_EXCERPTED DATA_.
◇ ◇ ◇
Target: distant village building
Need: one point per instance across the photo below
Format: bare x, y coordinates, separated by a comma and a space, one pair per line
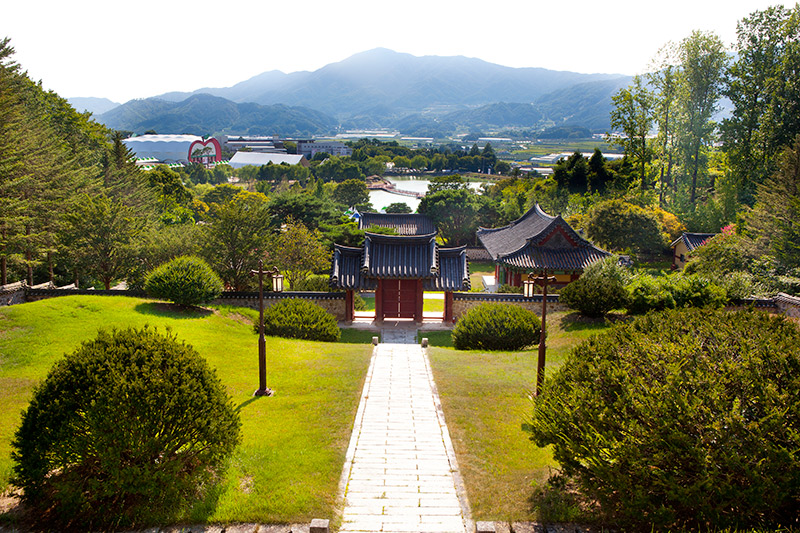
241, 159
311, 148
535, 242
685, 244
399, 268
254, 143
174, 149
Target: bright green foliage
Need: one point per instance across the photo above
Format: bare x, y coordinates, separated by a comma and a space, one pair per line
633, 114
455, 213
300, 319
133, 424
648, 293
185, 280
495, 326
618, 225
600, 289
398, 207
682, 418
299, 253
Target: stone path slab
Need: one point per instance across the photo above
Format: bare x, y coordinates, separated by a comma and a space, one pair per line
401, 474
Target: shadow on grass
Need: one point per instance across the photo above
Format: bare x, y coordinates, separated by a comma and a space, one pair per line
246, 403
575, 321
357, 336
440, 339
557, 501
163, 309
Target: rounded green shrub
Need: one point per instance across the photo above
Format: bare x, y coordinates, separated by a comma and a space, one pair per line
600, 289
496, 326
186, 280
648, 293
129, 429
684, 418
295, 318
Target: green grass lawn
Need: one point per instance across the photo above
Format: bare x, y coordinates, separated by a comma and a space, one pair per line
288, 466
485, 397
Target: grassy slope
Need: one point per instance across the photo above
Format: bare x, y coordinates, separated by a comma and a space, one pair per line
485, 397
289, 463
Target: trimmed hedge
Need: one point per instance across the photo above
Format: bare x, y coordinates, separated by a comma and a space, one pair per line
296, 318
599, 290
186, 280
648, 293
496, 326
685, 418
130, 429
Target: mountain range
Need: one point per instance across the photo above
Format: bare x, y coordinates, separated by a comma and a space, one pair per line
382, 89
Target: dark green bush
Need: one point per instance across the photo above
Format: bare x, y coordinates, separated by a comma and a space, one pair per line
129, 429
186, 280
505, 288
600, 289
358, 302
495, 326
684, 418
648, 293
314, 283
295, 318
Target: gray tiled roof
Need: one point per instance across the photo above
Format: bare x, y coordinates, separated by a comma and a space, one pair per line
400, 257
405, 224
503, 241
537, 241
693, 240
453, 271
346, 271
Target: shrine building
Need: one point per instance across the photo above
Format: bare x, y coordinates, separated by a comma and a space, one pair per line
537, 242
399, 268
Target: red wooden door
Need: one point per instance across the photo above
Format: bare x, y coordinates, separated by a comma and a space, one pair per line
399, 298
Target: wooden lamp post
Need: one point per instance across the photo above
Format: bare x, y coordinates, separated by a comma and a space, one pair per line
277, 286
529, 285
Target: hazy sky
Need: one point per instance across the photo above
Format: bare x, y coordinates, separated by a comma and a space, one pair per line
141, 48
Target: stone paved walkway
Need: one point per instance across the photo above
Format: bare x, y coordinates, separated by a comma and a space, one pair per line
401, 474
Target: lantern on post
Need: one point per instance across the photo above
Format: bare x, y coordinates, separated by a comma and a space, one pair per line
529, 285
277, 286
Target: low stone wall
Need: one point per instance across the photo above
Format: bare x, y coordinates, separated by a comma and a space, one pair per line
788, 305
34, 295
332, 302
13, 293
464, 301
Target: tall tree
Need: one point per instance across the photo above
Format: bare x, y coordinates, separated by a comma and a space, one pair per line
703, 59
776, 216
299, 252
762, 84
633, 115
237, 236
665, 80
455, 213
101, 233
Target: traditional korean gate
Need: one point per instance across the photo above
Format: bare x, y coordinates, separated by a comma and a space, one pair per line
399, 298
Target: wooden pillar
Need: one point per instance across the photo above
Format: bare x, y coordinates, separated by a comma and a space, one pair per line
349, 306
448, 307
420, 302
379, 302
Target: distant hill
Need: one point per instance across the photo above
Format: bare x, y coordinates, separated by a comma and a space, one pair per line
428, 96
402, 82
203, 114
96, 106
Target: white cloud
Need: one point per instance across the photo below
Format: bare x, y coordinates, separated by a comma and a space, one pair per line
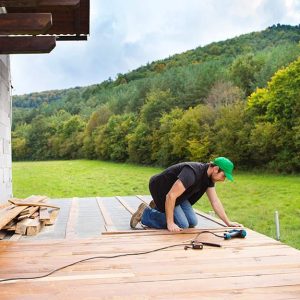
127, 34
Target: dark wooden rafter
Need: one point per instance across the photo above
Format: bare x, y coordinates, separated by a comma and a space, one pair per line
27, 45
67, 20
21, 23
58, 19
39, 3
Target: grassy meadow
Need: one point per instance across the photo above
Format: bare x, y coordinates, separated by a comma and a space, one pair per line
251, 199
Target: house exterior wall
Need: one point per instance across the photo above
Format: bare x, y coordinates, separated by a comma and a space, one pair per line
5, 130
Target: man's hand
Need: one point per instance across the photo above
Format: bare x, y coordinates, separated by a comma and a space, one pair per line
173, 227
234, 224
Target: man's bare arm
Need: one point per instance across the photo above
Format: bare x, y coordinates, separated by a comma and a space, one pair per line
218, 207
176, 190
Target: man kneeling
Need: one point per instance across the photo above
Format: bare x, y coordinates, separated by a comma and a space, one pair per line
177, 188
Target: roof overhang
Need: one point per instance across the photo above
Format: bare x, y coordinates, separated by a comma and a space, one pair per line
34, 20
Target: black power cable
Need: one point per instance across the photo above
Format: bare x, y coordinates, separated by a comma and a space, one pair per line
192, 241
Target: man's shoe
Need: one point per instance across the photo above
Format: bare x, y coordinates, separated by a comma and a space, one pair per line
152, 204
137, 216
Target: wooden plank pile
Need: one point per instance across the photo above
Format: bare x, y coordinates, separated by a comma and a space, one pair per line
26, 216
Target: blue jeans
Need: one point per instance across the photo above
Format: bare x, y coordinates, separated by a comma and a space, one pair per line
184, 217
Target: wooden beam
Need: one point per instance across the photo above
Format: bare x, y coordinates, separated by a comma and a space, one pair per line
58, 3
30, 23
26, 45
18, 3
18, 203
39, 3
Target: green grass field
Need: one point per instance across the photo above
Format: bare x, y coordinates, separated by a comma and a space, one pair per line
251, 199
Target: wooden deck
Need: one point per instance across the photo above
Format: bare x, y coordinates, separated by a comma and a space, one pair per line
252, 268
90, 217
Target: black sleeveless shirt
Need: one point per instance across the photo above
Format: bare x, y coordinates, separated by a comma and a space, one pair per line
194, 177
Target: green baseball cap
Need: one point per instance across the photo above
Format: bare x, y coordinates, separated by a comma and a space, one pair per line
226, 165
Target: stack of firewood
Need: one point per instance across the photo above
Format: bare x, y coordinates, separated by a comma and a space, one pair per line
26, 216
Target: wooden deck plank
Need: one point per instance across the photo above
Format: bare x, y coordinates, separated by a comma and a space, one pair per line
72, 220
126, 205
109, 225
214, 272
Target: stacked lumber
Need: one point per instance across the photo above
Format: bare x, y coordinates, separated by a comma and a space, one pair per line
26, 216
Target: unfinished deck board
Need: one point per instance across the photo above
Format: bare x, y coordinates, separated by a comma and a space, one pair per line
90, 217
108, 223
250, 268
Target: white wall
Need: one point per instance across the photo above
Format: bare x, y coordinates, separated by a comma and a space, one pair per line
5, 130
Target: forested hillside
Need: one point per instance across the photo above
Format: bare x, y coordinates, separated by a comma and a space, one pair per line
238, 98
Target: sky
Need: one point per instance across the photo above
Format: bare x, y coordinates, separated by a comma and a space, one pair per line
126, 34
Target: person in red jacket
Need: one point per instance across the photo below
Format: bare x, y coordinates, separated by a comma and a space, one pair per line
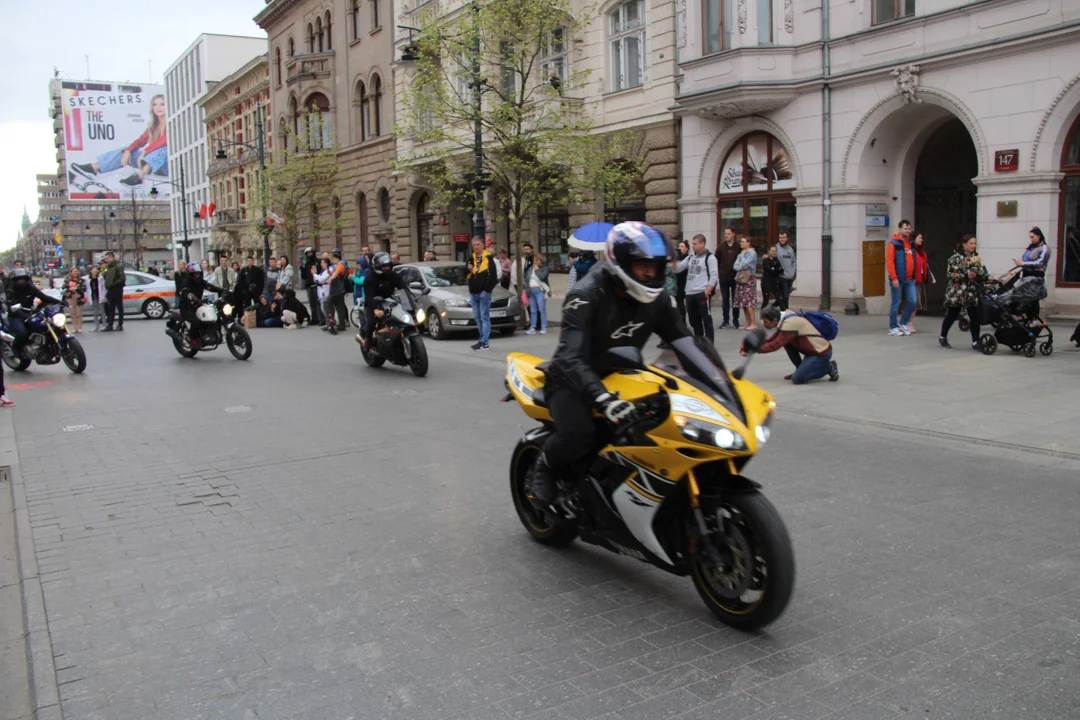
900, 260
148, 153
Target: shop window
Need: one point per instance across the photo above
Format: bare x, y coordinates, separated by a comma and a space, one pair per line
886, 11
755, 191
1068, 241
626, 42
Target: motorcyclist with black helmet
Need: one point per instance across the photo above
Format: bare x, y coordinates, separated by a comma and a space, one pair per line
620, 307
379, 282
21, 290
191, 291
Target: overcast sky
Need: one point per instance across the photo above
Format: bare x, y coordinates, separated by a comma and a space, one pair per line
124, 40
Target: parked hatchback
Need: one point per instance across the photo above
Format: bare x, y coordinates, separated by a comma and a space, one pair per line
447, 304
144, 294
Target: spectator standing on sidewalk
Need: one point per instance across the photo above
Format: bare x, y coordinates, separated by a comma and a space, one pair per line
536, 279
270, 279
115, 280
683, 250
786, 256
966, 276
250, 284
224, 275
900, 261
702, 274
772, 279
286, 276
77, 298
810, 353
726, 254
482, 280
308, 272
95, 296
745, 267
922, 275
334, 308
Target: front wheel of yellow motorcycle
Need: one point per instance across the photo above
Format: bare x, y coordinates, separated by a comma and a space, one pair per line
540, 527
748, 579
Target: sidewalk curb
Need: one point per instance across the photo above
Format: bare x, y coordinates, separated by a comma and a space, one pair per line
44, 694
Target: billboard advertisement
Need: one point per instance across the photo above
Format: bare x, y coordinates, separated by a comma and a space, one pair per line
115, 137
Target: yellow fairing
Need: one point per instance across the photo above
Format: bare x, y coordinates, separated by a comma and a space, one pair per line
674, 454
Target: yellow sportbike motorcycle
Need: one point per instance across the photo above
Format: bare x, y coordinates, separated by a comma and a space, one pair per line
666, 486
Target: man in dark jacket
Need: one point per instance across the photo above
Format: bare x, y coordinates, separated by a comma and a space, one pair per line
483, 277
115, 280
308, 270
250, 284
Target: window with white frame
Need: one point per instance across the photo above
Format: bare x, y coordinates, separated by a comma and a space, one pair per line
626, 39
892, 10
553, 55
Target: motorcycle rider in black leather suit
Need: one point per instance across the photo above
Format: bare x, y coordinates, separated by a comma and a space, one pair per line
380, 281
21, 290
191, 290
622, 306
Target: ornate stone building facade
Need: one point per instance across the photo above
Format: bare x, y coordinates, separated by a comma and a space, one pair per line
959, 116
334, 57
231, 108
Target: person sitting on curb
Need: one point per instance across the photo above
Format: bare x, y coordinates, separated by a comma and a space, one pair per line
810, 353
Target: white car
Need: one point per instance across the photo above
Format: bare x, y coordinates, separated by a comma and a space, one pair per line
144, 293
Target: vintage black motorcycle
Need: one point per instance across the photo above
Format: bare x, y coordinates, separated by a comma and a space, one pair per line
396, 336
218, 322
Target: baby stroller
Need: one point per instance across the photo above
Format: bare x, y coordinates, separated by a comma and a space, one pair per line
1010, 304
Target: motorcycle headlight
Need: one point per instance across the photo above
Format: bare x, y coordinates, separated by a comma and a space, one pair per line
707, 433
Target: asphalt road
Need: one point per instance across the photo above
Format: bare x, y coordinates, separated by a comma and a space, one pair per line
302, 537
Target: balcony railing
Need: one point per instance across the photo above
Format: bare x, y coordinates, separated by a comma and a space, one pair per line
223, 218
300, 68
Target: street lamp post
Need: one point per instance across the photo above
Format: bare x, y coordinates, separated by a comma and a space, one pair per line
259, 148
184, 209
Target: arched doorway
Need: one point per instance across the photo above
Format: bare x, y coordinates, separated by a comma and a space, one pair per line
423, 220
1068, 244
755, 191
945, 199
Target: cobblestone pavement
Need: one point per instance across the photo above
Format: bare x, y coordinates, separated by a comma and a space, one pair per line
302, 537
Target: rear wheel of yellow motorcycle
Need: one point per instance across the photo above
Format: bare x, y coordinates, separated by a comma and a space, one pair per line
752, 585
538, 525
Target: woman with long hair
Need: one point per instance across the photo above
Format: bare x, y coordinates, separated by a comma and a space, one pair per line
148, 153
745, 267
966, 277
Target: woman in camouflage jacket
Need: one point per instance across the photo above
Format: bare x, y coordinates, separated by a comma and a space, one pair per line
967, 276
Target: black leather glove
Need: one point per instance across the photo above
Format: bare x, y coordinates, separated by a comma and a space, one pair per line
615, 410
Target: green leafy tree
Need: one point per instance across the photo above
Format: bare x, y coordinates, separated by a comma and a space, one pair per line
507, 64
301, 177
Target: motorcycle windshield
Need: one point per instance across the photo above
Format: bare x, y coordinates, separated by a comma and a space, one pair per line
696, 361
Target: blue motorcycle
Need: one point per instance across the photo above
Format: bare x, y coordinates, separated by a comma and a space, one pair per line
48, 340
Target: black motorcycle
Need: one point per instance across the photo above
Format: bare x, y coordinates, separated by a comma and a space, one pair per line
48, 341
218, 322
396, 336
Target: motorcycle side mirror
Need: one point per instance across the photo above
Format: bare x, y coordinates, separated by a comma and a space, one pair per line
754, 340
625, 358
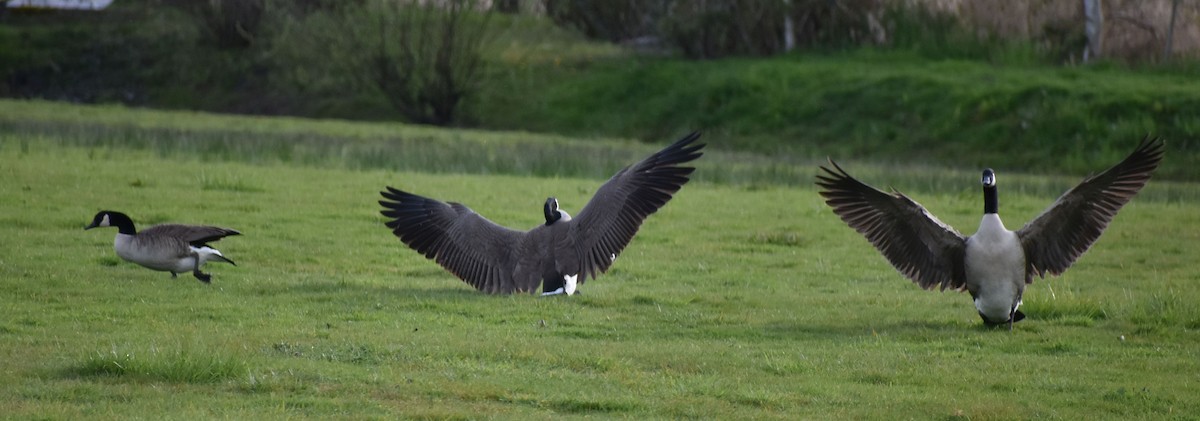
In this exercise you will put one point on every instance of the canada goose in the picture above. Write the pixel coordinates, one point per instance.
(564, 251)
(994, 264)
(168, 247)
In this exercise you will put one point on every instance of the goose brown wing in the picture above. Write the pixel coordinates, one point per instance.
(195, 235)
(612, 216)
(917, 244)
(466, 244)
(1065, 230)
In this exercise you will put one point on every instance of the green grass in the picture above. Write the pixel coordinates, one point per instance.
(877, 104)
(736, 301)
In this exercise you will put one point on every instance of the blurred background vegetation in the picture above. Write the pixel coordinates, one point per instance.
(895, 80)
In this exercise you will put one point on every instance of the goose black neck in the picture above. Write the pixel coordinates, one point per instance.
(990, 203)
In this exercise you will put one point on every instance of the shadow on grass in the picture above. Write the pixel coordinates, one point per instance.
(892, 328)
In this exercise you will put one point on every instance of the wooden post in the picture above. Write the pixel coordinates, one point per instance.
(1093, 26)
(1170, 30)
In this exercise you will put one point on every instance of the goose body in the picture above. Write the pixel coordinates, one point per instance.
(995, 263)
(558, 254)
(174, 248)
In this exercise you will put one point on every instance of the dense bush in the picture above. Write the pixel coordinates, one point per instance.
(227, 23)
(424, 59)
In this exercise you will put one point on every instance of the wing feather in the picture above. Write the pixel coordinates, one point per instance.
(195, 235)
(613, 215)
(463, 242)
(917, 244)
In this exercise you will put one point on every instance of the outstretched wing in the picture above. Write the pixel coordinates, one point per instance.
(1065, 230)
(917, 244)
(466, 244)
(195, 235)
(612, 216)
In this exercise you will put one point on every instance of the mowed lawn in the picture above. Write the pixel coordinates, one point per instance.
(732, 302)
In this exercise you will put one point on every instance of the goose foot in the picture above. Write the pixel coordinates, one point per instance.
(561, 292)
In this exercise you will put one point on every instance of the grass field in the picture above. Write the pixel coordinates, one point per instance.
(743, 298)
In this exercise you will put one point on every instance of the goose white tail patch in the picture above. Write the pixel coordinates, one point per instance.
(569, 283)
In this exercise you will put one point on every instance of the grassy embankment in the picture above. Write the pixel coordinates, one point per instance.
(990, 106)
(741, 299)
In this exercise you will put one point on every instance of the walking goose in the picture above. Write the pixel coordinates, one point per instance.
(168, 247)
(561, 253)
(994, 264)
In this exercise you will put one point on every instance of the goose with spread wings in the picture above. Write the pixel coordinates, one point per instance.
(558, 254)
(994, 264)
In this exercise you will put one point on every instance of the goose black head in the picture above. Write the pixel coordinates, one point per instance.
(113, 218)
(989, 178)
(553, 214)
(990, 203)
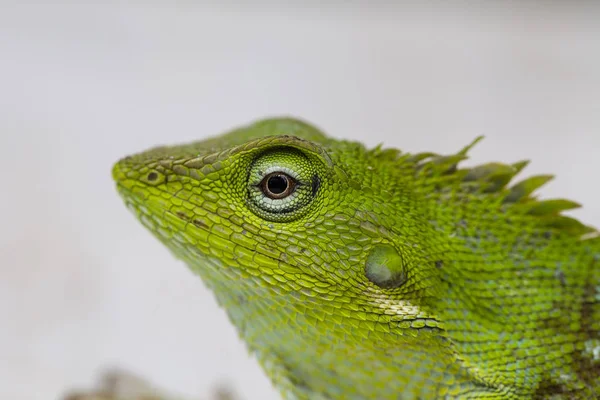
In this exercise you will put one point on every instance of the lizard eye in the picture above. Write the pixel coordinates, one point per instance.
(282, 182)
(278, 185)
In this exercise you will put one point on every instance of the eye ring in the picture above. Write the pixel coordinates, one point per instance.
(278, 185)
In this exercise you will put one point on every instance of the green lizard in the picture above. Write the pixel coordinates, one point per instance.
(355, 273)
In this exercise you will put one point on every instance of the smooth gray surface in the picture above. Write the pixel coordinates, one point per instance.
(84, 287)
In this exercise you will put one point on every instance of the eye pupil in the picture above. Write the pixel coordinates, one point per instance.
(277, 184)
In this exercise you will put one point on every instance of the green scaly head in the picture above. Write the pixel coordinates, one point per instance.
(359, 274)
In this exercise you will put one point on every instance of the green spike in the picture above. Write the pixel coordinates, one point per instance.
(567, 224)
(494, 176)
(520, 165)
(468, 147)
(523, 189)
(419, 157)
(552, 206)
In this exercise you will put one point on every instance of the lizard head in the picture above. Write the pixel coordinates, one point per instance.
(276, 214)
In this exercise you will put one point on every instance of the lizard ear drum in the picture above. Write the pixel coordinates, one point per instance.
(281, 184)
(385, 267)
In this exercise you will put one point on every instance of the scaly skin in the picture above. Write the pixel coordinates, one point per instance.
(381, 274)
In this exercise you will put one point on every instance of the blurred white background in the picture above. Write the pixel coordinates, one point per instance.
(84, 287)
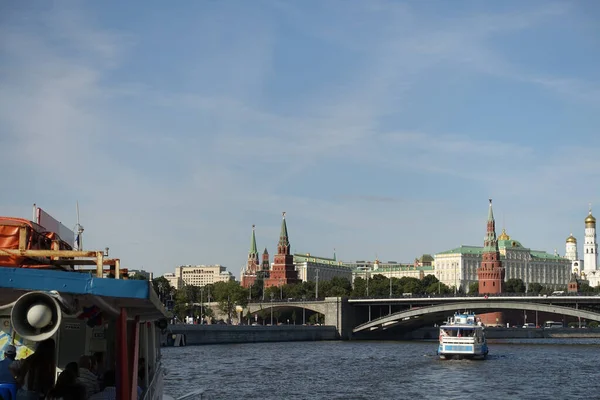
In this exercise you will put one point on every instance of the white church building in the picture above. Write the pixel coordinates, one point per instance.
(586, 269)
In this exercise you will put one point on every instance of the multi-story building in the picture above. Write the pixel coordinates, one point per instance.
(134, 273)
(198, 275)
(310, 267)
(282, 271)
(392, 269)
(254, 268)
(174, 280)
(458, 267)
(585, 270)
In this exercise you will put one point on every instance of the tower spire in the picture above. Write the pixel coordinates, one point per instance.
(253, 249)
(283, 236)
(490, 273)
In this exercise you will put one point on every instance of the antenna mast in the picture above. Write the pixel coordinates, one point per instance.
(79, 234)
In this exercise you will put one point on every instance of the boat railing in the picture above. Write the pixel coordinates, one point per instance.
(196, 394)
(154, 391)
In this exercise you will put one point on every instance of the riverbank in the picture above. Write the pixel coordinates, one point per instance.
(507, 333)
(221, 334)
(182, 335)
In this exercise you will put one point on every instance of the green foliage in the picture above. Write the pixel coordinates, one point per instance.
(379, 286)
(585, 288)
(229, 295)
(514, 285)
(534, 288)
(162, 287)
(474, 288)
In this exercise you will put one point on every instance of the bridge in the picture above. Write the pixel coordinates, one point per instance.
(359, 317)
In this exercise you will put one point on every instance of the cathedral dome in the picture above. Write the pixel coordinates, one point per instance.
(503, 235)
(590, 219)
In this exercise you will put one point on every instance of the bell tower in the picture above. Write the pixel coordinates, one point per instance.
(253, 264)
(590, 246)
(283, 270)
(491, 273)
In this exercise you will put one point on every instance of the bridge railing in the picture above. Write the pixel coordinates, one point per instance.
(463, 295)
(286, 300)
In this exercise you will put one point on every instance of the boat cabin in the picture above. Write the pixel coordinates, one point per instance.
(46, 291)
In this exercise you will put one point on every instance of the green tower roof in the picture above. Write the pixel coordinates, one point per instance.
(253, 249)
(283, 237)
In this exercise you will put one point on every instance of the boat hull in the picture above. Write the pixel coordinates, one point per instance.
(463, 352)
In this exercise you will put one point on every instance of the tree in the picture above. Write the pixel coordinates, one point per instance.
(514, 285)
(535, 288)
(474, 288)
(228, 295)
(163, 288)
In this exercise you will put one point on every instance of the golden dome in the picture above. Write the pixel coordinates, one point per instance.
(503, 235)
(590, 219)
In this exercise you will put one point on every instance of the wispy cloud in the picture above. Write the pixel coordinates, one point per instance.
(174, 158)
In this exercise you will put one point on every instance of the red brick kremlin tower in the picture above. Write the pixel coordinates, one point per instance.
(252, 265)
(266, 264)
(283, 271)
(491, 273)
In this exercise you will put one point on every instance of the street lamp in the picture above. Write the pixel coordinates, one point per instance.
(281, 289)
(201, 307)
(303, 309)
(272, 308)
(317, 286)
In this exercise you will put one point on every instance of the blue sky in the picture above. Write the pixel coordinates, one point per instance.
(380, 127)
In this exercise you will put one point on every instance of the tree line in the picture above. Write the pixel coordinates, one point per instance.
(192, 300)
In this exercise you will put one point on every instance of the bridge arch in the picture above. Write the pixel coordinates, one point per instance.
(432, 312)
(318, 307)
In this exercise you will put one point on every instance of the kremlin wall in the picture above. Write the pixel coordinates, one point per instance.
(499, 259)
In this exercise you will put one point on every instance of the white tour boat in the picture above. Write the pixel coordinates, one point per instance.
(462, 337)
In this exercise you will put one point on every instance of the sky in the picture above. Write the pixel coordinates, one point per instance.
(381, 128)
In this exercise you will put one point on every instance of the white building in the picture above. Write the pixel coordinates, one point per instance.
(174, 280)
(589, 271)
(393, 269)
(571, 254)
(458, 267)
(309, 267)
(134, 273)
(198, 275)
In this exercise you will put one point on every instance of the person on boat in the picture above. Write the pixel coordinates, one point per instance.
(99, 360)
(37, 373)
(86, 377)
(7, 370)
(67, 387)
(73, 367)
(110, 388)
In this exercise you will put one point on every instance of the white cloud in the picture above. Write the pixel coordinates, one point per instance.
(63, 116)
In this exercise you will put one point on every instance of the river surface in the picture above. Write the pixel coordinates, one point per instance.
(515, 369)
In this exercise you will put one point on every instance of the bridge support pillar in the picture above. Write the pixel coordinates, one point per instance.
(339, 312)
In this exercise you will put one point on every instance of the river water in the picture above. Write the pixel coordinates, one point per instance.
◇ ◇ ◇
_WHAT THE TASK ASKS_.
Quote exactly what appears from the line containing "the white cloud" through the final line of the listing above, including both of those lines.

_THE SOLUTION_.
In this exercise you will put one point on every instance of the white cloud in the picture above. Write the pixel coordinates, one point per instance.
(63, 116)
In this exercise you will put one point on every instance of the river surface in the picture above. Write the pixel coordinates, one point per instance.
(515, 369)
In this exercise you will put one point on every instance of the bridge support pillar in the picture above. Write the pixel coordinates, one point per instance.
(339, 312)
In this exercise you will put one point on every instance of the river water in the picture above. Write the pixel coordinates, one point per instance.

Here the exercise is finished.